EPSRCs Proposal Policy
I was most entertained to read about EPSRCs funding policy changes. Basically, they have taken a long hard look at their system for funding, they have decided that the peer-review system has fundamental problems, and have therefore issued their well thought out and considered solution to the problem: blame the users.
Their idea is this; if you are on too many grants that fail, then you won’t be allowed to submit again until you have been on some sort of re-education camp. The basic criteria appear to be this: three or more unfunded proposals, ranked in the bottom half, and lower than 25% success over the same two years.

━━━━━━━━━━

### Set of tasks
**1.** According to the EPSRC post, why did EPSRC issue its solution to the funding problem? Answer in one to three sentences.
**2.** In the EPSRC post, rewrite the passage between "EPSRCs Proposal Policy" and "blame the users.", inclusive, replacing "peer-review system" with "review process".
**3.** Answer these questions from the EPSRC post:
(a) What did EPSRC decide about the peer-review system?
(b) How many unfunded proposals are part of the criteria?
(c) What success rate, and over what period, is part of the criteria?
The records that follow come from a separate source.

━━━━━━━━━━

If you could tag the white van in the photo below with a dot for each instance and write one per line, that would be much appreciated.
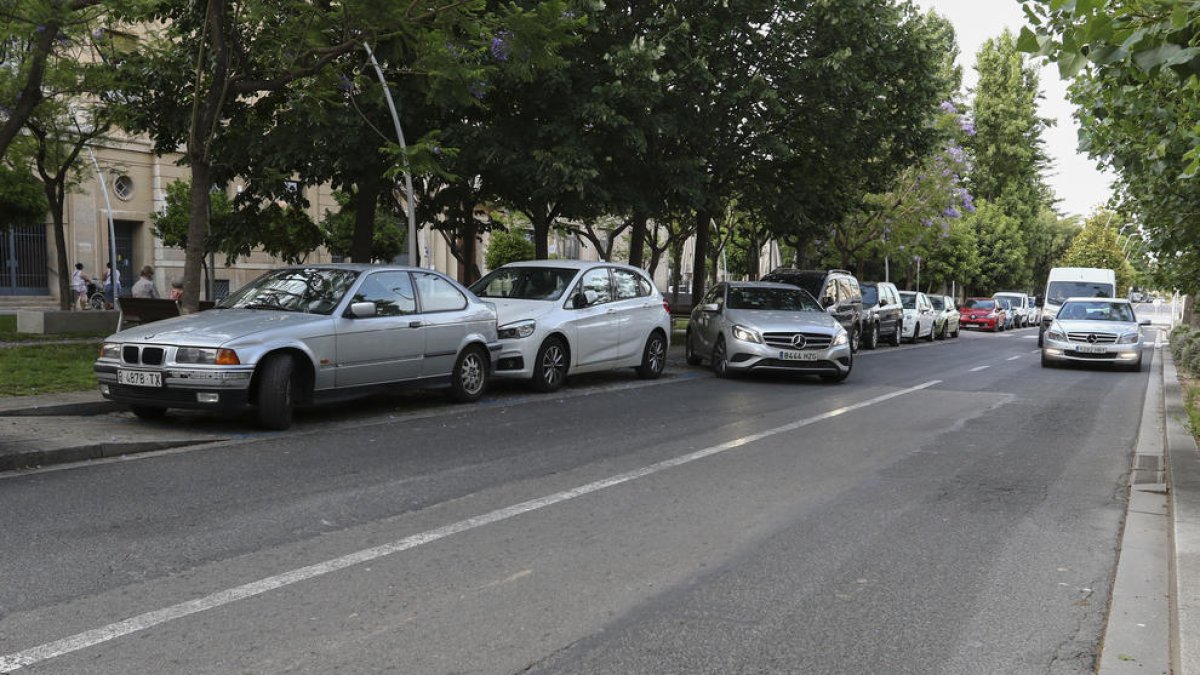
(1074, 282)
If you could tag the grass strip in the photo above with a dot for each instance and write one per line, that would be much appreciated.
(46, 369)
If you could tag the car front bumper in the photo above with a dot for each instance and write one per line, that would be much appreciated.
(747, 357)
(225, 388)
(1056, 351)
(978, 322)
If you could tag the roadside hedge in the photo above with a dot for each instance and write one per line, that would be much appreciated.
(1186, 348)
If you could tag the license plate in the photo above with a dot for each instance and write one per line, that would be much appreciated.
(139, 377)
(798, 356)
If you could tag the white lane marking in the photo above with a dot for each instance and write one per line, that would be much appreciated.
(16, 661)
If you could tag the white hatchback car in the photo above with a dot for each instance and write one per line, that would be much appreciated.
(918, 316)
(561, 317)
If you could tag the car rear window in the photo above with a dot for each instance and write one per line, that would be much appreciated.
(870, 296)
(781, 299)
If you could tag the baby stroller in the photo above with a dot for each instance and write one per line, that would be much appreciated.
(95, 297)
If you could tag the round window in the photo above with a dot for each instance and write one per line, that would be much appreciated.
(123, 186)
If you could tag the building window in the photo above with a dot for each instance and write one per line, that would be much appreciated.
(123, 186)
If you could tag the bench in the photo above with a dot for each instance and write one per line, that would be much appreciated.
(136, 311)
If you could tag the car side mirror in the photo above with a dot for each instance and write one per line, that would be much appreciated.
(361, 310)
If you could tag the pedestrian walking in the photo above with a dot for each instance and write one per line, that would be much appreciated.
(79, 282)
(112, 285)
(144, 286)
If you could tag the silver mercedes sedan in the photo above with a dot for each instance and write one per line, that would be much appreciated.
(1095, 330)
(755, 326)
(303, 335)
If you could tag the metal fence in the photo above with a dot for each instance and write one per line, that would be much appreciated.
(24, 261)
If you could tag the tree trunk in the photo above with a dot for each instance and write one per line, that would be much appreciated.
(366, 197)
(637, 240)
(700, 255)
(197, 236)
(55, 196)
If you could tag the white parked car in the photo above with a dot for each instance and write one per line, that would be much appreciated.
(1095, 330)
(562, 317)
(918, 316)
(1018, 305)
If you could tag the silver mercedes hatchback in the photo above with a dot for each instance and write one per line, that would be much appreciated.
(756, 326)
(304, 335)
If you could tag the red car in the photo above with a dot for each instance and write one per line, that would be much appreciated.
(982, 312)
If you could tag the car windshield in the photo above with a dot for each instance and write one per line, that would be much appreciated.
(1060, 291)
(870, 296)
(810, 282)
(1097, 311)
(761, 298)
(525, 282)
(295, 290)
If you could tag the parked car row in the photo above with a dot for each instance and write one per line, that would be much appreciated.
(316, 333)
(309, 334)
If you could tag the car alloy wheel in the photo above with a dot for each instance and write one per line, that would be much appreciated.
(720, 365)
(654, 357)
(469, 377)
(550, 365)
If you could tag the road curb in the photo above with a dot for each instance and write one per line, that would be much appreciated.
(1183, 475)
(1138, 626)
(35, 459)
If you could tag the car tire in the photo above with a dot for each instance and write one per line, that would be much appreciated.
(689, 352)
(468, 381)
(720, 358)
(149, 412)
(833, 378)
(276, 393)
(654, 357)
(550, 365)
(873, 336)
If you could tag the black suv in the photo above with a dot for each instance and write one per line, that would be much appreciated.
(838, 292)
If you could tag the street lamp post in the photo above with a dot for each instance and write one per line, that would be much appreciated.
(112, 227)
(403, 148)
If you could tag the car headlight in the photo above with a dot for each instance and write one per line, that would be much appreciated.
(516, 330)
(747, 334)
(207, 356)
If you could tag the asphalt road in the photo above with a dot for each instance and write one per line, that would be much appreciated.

━━━━━━━━━━

### Answers
**1.** EPSRC took a long hard look at its funding system and decided that the peer-review system has fundamental problems. It therefore issued its solution, which the writer sums up as "blame the users."

**2.**
EPSRCs Proposal Policy
I was most entertained to read about EPSRCs funding policy changes. Basically, they have taken a long hard look at their system for funding, they have decided that the review process has fundamental problems, and have therefore issued their well thought out and considered solution to the problem: blame the users.

**3.**
(a) That it has fundamental problems.
(b) Three or more.
(c) Lower than 25% success over the same two years.